Task to complete:
The records follow. Filter them to the lines that hold "Example".
***** Information
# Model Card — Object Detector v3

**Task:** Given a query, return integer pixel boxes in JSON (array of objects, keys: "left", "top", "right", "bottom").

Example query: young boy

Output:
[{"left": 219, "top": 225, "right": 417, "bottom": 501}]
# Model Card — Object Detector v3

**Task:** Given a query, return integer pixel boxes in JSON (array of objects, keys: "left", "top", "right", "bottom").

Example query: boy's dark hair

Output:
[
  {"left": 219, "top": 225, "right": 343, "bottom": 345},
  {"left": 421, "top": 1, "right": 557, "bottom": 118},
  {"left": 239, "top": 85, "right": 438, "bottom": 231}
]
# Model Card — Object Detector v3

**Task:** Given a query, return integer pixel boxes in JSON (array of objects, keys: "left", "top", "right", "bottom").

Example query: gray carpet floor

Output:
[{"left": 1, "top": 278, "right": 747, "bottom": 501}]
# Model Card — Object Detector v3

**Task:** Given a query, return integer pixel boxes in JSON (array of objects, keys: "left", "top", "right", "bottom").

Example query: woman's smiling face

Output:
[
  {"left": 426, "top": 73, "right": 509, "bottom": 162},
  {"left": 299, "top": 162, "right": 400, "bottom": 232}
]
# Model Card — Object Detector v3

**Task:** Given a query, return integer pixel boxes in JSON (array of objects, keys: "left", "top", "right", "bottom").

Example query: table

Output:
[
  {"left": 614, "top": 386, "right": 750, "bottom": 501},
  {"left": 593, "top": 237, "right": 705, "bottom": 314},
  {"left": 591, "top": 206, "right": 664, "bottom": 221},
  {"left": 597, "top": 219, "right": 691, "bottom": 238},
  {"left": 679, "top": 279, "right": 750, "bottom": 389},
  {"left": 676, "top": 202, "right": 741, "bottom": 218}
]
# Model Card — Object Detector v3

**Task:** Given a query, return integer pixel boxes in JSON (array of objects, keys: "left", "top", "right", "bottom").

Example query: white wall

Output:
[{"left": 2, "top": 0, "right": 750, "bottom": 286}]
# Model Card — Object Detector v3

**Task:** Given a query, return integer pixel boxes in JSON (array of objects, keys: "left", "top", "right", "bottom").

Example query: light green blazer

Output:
**********
Exercise output:
Example query: young boy
Example query: boy's dark hair
Example query: gray carpet floor
Example query: woman's smiling face
Example query: table
Example query: white wall
Example query: light green blazer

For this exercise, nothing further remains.